▶ **Exercise inputs**:
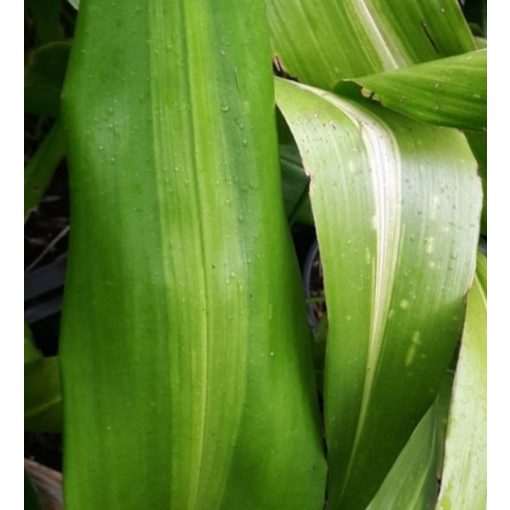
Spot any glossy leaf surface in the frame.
[266,0,475,89]
[61,0,325,510]
[367,374,453,510]
[337,50,487,130]
[276,79,482,510]
[437,254,487,510]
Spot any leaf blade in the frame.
[276,80,481,509]
[266,0,475,90]
[337,50,487,131]
[436,253,487,510]
[61,0,325,510]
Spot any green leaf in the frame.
[24,120,65,219]
[24,322,42,365]
[60,0,325,510]
[266,0,476,89]
[367,376,453,510]
[25,41,71,117]
[25,356,62,432]
[437,254,487,510]
[342,50,487,130]
[276,79,482,510]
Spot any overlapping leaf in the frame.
[276,79,481,510]
[61,0,325,510]
[337,50,487,130]
[437,254,487,510]
[266,0,475,89]
[367,374,453,510]
[24,120,65,218]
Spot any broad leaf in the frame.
[60,0,325,510]
[337,50,487,130]
[25,356,62,432]
[367,375,453,510]
[437,254,487,510]
[464,131,487,236]
[266,0,475,89]
[24,41,71,117]
[276,79,482,510]
[280,144,313,225]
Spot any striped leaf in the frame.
[60,0,325,510]
[437,254,487,510]
[276,79,482,510]
[266,0,476,89]
[367,374,453,510]
[342,50,487,130]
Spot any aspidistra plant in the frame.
[23,0,486,510]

▶ **Exercise objective**: Put all of the entries above into a numbered list, leaving out the pictures and any blank lines.

▶ **Completed task**:
1. Spot any glossy leaf surface in the frame.
2. [266,0,475,89]
3. [61,0,325,510]
4. [367,374,453,510]
5. [337,50,487,130]
6. [276,79,482,510]
7. [437,254,487,510]
8. Spot any leaf blade in the frame.
9. [276,80,481,509]
10. [266,0,475,90]
11. [337,50,487,131]
12. [436,253,487,510]
13. [61,0,325,510]
14. Spot any green leaf in the frame.
15. [24,120,65,219]
16. [24,322,42,365]
17. [60,0,325,510]
18. [266,0,476,89]
19. [367,376,453,510]
20. [25,41,71,117]
21. [25,356,62,432]
22. [437,254,487,510]
23. [342,50,487,130]
24. [276,79,482,510]
25. Spot any overlapping leaf in the frame.
26. [276,79,481,510]
27. [61,0,325,510]
28. [337,50,487,130]
29. [437,254,487,510]
30. [266,0,475,89]
31. [367,374,453,510]
32. [24,120,65,218]
33. Spot any broad leaf in the frame.
34. [60,0,325,510]
35. [337,50,487,130]
36. [25,356,62,432]
37. [367,375,453,510]
38. [437,254,487,510]
39. [464,131,487,236]
40. [266,0,475,89]
41. [24,41,71,117]
42. [276,79,482,510]
43. [280,144,313,225]
44. Spot any striped leaf in the frame.
45. [60,0,325,510]
46. [437,254,487,510]
47. [276,79,482,510]
48. [266,0,476,89]
49. [367,374,453,510]
50. [342,50,487,130]
51. Spot any aspidistra plant in the frame.
52. [23,0,486,510]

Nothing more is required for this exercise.